→ TASK REQUIREMENTS
**a)** Answer these from the passage on US employment-population ratios:
(i) What was the employment-population ratio for workers aged 25 to 54 in December 2025?
(ii) What was the overall employment-to-population ratio in December?
(iii) At which organization is Preston Mui a senior economist?
**b)** Extend the passage on US employment-population ratios, picking up after its final sentence.

→ TEXT UNDER STUDY
━━━━━━━━━━━━━━━━━━━━━━━━━━━━━━

The employment-population ratio for prime-age workers — those aged 25 to 54 — reached 80.7% in December 2025, up about 20 basis points year over year, the US Bureau of Labor Statistics reported Jan. 9. It was also 30 bps higher than its pre-COVID-19 pandemic level in December 2019 and near its highest point in roughly 25 years.

The overall employment-to-population ratio, which reflects the percentage of the working-age population with a job, was at 59.7% in December, 20 bps below where it was a year earlier and down 140 bps from prior to the pandemic.
"I think what this represents is that labor supply remains healthy, perhaps in response to the stronger labor market of previous years," Preston Mui, a senior economist at Employ America LLC, said in an interview. "People got pulled into or pulled back into the labor market, perhaps those that would otherwise have been on the sidelines. But it also means that labor demand isn't keeping up, which is why the unemployment rate has been going up."

━━━━━━━━━━━━━━━━━━━━━━━━━━━━━━

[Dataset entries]
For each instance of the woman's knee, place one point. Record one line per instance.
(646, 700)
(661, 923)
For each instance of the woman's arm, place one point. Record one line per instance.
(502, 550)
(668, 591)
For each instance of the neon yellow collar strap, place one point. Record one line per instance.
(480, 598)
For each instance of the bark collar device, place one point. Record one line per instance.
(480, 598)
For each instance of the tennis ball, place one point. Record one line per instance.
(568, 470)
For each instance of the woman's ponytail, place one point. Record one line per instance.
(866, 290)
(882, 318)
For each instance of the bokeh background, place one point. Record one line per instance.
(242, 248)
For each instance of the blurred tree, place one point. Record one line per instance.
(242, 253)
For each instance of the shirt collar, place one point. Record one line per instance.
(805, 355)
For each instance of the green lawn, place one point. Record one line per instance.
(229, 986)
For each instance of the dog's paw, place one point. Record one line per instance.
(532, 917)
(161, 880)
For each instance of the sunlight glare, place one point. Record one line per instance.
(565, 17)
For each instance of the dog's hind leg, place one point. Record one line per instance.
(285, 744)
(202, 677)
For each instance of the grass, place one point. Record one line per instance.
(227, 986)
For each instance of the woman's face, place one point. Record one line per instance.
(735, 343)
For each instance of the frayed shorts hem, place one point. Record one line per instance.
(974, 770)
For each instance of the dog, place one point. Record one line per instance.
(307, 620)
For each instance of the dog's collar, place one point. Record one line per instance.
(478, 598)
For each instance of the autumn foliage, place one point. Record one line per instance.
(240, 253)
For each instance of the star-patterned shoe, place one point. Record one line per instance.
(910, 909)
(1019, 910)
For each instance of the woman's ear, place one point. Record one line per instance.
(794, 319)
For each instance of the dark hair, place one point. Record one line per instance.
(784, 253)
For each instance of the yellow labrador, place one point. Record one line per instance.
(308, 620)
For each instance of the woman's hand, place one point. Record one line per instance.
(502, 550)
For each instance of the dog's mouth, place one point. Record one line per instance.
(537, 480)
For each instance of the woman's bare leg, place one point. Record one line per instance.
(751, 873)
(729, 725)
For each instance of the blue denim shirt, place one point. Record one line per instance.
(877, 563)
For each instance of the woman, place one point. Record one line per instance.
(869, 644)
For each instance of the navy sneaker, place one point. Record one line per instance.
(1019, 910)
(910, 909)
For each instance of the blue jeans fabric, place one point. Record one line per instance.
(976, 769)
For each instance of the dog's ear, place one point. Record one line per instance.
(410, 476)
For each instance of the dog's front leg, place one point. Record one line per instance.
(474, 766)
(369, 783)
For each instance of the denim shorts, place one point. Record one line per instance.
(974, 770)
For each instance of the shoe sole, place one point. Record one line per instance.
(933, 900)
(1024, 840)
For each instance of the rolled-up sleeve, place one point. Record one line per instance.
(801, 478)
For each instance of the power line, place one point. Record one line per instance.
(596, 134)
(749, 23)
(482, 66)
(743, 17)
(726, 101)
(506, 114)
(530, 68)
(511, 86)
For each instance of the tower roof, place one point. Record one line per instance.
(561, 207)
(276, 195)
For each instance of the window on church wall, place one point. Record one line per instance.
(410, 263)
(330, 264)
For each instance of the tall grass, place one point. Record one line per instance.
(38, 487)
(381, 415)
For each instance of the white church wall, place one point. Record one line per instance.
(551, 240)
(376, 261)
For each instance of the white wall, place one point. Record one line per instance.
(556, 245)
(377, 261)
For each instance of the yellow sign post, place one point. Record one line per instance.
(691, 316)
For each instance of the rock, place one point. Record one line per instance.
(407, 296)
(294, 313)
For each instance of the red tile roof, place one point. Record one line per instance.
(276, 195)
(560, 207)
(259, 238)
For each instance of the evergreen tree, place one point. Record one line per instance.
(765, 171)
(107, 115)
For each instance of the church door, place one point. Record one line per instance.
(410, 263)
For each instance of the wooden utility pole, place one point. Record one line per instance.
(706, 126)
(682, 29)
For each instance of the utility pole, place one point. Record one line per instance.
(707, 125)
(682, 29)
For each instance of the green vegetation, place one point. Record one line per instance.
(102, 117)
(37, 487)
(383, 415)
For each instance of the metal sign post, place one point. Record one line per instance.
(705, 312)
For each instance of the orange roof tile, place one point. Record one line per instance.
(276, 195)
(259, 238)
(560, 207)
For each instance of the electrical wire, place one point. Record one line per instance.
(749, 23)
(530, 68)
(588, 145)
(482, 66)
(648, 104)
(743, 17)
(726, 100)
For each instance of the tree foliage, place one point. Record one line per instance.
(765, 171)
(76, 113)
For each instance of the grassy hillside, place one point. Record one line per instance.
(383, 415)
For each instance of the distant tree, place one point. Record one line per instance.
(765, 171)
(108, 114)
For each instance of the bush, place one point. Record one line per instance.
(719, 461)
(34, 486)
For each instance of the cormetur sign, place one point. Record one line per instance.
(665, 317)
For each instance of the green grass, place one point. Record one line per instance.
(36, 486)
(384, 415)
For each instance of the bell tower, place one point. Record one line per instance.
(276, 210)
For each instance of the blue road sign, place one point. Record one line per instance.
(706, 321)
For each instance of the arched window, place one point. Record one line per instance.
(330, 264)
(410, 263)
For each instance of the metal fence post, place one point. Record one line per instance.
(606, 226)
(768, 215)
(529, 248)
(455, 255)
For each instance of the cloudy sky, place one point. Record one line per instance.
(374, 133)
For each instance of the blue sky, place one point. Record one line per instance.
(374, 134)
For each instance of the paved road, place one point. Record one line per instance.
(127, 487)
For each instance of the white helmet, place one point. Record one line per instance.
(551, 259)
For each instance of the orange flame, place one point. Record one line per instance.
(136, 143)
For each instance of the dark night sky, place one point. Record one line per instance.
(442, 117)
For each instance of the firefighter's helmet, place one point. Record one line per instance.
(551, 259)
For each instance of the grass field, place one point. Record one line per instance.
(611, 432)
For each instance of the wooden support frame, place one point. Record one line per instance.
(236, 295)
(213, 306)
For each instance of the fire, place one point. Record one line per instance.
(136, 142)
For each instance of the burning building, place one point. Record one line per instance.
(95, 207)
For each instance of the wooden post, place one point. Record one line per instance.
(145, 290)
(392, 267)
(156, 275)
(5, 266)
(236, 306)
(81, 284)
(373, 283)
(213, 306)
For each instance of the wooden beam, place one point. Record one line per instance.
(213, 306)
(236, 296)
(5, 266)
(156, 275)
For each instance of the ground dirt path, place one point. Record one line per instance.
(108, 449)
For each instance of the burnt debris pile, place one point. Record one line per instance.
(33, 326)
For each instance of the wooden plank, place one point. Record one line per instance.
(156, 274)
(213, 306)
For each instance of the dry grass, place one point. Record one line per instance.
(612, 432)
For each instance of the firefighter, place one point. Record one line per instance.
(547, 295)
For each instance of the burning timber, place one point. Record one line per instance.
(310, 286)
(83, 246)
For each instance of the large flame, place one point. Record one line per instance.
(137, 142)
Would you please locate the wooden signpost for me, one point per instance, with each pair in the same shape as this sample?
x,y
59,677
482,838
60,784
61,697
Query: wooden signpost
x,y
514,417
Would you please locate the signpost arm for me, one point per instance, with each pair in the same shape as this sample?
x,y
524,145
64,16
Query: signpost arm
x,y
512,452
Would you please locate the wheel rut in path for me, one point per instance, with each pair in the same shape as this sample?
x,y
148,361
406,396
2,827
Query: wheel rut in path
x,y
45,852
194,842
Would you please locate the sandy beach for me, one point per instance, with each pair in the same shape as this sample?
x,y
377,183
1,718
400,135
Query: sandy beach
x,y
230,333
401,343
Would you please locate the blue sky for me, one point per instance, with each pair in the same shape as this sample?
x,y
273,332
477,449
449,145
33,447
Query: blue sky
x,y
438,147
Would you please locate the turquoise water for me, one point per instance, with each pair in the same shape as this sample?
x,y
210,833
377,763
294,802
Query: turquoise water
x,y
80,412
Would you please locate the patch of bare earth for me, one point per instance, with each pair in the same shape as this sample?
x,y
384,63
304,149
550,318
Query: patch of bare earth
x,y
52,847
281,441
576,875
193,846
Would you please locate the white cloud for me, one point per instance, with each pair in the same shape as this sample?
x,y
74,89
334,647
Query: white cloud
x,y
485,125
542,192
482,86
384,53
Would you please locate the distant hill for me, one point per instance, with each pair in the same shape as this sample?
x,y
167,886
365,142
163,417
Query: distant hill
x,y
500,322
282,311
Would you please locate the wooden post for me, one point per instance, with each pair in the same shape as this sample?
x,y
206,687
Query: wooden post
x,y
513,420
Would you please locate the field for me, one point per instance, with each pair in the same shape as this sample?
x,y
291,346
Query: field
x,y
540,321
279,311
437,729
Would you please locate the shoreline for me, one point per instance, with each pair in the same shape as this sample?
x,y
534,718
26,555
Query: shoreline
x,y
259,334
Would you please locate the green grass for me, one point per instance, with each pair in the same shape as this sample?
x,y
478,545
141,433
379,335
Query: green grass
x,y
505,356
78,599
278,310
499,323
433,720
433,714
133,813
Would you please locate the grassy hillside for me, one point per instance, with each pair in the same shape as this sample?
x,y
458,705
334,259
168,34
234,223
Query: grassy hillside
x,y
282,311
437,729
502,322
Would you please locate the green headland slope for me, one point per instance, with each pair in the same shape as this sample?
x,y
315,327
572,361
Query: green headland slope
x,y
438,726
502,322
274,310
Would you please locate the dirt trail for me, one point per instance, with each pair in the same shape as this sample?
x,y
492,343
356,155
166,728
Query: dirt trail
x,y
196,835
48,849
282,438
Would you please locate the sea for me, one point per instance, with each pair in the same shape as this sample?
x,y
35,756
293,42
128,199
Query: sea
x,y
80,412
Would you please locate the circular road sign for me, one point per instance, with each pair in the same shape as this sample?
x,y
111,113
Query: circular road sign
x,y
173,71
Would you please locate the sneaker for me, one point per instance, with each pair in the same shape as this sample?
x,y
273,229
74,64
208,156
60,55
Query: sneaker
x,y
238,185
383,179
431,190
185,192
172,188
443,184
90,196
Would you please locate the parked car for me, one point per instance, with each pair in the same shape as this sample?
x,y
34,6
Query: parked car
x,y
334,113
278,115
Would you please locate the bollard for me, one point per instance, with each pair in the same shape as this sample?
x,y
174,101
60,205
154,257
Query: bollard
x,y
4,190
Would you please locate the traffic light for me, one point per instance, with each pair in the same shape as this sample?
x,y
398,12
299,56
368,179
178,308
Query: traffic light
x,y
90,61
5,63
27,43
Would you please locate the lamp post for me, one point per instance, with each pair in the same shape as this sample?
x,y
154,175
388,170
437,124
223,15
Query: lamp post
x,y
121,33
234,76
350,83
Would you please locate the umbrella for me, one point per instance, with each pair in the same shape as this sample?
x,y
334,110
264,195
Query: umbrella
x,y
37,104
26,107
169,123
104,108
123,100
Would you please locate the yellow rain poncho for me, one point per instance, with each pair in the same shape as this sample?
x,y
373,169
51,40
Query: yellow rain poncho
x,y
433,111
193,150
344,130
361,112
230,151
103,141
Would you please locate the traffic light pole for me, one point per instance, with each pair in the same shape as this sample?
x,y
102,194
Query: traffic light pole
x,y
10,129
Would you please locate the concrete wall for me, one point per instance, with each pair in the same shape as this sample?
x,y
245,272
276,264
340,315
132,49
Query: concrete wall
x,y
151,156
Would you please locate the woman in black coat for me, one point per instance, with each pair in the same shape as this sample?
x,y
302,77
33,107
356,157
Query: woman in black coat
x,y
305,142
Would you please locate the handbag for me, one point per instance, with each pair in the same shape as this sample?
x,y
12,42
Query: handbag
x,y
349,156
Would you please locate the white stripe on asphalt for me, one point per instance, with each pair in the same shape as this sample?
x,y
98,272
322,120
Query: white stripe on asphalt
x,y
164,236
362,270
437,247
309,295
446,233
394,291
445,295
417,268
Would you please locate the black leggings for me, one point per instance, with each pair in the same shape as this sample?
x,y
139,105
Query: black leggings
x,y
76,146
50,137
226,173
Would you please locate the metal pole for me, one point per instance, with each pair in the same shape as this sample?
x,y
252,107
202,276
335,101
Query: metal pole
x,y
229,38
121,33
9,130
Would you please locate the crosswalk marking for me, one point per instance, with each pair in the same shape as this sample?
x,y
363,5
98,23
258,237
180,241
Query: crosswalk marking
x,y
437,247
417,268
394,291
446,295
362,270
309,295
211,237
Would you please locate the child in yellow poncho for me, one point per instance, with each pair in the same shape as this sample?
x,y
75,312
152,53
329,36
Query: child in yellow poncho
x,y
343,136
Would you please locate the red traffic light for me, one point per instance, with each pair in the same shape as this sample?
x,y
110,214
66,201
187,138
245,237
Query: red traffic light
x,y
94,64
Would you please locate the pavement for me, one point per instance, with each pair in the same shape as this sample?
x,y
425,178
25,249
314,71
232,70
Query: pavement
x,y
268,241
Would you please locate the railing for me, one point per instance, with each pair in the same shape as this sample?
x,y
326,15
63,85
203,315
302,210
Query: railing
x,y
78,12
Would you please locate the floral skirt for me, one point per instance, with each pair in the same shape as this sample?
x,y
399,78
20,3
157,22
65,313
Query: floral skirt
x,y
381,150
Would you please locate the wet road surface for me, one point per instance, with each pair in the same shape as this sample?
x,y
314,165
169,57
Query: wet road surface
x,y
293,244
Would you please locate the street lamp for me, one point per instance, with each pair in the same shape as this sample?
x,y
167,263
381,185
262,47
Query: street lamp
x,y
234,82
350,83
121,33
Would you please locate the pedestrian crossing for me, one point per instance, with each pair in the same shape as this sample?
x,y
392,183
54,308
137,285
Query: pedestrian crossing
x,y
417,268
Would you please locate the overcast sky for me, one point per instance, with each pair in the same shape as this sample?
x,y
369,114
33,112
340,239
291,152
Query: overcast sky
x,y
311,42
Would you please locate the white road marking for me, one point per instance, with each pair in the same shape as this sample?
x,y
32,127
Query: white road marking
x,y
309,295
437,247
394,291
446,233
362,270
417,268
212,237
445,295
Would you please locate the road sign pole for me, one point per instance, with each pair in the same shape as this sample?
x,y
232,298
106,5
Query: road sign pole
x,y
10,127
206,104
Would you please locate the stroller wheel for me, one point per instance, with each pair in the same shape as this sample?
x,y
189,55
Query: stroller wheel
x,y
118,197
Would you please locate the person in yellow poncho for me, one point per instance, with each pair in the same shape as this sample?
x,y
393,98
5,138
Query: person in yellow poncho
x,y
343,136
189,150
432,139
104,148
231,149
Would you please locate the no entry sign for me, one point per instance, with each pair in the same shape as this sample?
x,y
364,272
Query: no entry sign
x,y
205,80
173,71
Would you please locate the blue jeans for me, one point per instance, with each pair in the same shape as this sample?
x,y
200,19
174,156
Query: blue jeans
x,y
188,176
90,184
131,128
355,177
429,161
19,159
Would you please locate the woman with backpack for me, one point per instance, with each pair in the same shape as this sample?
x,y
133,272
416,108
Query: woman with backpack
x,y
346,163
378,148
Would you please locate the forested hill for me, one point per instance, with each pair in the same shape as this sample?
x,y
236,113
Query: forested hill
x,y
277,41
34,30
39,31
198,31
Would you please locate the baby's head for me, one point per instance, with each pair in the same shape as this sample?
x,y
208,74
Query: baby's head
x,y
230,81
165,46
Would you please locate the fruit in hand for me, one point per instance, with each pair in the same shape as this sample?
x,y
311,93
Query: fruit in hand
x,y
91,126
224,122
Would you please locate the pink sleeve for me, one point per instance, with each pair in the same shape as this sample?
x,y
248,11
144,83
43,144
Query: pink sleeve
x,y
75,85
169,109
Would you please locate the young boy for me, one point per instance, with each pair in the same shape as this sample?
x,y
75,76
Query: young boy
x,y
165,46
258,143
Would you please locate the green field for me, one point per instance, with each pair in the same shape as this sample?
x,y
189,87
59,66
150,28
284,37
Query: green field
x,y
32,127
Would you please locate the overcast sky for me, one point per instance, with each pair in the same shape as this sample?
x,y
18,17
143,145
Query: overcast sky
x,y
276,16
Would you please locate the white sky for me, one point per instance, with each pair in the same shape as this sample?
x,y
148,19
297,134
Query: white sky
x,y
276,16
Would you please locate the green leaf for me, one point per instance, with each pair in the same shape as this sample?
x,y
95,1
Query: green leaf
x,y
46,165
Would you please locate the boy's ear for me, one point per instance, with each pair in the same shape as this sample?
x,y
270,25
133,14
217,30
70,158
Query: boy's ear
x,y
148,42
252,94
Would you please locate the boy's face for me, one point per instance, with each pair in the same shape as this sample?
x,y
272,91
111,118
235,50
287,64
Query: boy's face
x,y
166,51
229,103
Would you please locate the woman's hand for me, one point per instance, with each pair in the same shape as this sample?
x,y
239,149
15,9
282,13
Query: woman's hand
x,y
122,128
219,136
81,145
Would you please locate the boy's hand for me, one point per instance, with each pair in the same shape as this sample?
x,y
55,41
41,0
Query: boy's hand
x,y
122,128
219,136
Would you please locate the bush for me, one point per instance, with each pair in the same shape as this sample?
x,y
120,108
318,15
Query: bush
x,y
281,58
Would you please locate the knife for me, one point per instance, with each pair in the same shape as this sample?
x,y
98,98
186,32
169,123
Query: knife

━━━━━━━━━━━━━━━━━━━━━━━━━━━━━━

→ SOLVED TASKS
**a)**
(i) 80.7%
(ii) 59.7%
(iii) Employ America LLC

**b)**
People unemployed for 27 weeks or longer represented 26% of the total unemployed in December, the highest share since February 2022.
Rising unemployment
While the labor market remains relatively robust for prime-age workers, those on the margins of the domestic workforce are seeing conditions further weaken, according to Sam Kuhn, an economist at Appcast Inc.
"Prime-age workers are doing fine right now," Kuhn said in an interview. "If you have a job and you're not looking for work, you're fine. But if you're unemployed, if you're on the sidelines, it's a much more difficult labor market than in previous years."

The unemployment rate for prime-age Americans was 3.7% in December, up from 3.5% a year earlier. However, the rise in jobless has been steeper for those outside the prime age group.
Overall unemployment was 4.4% in December, but 8.2% for workers 20 to 24 years old, up 70 bps from December 2024. Among people aged 16 to 19, unemployment reached 15.7%, compared to 12.3% in the year-ago period.
"We really have seen diminished hiring demand for younger workers," said Kuhn, pointing to the rise of AI, tariffs and shifts in immigration enforcement all playing a role in the increase in joblessness for this group.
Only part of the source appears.